* Begin *
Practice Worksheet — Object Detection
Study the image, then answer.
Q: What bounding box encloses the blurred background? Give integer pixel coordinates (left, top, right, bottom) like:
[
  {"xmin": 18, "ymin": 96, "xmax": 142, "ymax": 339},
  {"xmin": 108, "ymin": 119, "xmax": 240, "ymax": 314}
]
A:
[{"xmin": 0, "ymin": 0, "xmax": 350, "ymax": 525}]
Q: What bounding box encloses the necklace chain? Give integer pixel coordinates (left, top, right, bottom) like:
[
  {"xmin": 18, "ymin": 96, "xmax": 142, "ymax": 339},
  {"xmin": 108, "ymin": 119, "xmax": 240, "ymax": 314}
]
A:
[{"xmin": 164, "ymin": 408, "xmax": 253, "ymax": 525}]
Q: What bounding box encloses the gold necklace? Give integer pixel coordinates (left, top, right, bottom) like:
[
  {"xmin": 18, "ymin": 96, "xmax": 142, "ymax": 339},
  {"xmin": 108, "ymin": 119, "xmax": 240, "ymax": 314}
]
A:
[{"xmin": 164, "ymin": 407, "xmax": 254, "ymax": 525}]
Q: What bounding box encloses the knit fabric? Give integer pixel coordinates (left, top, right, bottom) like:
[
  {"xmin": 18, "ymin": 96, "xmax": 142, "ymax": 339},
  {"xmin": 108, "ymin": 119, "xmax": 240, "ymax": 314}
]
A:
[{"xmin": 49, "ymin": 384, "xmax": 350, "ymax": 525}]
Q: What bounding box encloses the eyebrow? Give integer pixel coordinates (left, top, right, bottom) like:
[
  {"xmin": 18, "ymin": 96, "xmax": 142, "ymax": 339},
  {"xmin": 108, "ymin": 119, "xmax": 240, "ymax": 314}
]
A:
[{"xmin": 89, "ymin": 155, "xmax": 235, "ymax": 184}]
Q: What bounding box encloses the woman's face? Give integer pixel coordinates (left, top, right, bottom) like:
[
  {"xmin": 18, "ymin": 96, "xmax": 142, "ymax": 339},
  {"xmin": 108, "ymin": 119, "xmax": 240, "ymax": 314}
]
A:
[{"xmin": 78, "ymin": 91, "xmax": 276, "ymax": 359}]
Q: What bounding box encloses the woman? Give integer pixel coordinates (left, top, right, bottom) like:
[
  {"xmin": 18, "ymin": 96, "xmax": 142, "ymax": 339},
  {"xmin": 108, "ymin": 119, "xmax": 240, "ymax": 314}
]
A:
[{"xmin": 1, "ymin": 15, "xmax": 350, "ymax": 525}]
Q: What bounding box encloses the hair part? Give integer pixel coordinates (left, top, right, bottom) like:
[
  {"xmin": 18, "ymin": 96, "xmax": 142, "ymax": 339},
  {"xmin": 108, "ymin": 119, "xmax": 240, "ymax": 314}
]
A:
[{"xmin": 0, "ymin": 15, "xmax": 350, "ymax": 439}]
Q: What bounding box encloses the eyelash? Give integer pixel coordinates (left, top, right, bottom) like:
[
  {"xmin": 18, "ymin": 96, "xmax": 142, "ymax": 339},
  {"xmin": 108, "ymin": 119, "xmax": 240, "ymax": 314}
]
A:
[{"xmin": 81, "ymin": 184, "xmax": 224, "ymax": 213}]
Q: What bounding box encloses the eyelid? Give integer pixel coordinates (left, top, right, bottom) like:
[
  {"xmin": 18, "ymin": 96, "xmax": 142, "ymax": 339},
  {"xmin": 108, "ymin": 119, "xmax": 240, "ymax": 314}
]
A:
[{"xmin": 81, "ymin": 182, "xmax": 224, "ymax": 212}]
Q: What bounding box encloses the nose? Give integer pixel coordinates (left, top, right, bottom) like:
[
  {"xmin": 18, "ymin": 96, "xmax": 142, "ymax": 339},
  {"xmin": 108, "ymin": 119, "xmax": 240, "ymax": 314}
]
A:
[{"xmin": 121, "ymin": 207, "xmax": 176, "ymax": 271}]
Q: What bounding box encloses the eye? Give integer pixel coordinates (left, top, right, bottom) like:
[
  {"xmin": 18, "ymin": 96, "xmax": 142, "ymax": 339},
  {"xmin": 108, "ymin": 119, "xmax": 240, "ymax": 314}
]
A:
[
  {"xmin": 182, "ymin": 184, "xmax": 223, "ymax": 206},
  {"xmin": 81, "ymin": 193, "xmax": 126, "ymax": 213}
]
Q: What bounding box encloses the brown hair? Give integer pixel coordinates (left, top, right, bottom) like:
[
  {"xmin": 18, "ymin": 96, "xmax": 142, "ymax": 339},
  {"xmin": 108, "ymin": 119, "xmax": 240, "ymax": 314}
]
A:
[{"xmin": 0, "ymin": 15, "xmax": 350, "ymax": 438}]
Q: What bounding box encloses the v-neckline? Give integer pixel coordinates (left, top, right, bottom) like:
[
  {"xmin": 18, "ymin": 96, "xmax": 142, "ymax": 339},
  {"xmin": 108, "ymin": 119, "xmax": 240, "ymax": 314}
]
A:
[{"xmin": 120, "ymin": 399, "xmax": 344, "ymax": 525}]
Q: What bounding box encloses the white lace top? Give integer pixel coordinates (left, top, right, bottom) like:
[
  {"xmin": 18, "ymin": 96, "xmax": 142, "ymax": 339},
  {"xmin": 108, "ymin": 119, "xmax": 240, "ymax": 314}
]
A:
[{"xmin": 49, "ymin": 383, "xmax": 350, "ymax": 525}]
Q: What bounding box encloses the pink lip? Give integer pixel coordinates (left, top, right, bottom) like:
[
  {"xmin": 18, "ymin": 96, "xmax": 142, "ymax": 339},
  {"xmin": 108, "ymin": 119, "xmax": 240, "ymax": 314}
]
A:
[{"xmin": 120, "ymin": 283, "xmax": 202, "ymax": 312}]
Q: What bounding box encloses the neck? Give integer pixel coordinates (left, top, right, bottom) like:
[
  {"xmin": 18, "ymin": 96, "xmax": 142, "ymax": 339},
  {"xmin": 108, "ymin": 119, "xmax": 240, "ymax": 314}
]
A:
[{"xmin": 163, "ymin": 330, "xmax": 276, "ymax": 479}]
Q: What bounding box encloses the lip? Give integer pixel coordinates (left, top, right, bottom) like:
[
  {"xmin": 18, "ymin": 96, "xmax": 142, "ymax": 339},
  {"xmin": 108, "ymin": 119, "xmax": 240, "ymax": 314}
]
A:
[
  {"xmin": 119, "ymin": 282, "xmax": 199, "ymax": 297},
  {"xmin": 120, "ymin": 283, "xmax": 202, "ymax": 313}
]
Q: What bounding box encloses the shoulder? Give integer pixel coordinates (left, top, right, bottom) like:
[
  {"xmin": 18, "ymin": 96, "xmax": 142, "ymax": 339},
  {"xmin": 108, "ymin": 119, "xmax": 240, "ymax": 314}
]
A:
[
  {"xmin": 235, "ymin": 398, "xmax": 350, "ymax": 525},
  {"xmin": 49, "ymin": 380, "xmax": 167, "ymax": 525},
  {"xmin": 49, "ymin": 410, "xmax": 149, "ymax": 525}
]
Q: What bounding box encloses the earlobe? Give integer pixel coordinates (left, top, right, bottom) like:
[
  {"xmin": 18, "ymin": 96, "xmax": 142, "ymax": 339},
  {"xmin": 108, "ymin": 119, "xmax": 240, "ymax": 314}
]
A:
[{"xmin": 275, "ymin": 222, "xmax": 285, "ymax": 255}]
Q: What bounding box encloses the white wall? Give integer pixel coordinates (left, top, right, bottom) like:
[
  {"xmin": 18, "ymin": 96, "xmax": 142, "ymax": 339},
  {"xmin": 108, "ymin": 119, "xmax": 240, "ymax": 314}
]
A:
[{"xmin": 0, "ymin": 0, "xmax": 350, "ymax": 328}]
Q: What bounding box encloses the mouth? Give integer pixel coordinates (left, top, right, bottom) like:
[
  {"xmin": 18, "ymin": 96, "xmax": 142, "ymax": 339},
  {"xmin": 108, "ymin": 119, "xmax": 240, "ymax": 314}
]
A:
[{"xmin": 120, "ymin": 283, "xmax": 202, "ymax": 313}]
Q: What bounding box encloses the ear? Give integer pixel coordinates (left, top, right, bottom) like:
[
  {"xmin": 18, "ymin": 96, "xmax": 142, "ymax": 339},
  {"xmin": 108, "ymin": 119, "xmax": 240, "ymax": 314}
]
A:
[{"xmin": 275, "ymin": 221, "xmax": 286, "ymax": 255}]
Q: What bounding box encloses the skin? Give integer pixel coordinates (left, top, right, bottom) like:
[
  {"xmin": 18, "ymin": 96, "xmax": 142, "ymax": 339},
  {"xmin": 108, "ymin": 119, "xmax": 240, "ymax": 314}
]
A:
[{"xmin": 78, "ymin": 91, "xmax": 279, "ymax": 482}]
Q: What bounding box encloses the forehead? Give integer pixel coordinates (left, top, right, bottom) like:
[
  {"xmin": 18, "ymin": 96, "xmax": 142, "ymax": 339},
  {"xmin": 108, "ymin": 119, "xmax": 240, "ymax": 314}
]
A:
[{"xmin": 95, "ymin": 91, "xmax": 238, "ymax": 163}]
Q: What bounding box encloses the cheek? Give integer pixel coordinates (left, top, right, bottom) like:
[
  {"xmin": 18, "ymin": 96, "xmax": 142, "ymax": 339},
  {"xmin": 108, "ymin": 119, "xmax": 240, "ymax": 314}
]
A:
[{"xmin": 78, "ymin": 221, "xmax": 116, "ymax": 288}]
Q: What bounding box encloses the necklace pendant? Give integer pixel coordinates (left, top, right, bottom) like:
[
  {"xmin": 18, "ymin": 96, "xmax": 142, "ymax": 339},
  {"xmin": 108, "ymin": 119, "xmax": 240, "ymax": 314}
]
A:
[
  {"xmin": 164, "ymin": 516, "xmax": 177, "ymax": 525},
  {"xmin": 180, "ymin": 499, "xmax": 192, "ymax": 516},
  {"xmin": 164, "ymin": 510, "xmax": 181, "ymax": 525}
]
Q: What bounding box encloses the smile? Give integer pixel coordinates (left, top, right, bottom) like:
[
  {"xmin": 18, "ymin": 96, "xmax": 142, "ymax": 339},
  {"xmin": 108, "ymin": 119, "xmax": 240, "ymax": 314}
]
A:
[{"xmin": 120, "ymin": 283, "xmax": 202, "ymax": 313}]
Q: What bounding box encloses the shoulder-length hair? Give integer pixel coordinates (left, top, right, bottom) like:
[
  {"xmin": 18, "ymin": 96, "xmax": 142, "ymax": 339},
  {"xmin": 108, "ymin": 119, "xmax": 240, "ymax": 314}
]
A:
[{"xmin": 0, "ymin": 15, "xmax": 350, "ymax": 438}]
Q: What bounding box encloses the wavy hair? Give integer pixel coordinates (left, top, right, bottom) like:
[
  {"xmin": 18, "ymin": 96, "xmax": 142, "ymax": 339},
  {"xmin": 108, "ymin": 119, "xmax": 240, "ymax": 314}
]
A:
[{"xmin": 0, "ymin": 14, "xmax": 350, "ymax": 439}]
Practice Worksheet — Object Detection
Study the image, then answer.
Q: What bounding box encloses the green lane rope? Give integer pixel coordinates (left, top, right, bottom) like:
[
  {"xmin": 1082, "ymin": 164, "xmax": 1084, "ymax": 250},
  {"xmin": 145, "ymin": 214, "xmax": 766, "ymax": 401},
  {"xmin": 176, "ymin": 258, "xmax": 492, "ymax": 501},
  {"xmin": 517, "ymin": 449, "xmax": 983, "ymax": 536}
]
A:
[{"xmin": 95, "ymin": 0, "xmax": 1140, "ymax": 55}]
* End *
**OBJECTIVE**: Reproduce the lines word for word, starting at the one holding "Q: What bounding box encloses the shoulder-length" and ending at the final line of the material above.

**COMPLETED EXERCISE**:
Q: What bounding box encloses the shoulder-length hair? Give integer pixel coordinates (left, top, right, bottom) like:
[
  {"xmin": 18, "ymin": 96, "xmax": 142, "ymax": 339},
  {"xmin": 108, "ymin": 119, "xmax": 240, "ymax": 314}
]
A:
[{"xmin": 0, "ymin": 15, "xmax": 350, "ymax": 438}]
Q: What bounding box encloses the wavy hair? Give integer pixel coordinates (left, top, right, bottom) like:
[
  {"xmin": 18, "ymin": 96, "xmax": 142, "ymax": 339},
  {"xmin": 108, "ymin": 119, "xmax": 240, "ymax": 314}
]
A:
[{"xmin": 0, "ymin": 14, "xmax": 350, "ymax": 439}]
Practice Worksheet — Object Detection
Study the image, then answer.
Q: What bounding box encloses the green lane rope? Give integer pixel coordinates (left, top, right, bottom) like:
[
  {"xmin": 1082, "ymin": 164, "xmax": 1084, "ymax": 250},
  {"xmin": 145, "ymin": 214, "xmax": 766, "ymax": 401},
  {"xmin": 176, "ymin": 258, "xmax": 492, "ymax": 501},
  {"xmin": 517, "ymin": 449, "xmax": 983, "ymax": 536}
]
A:
[{"xmin": 95, "ymin": 0, "xmax": 1140, "ymax": 55}]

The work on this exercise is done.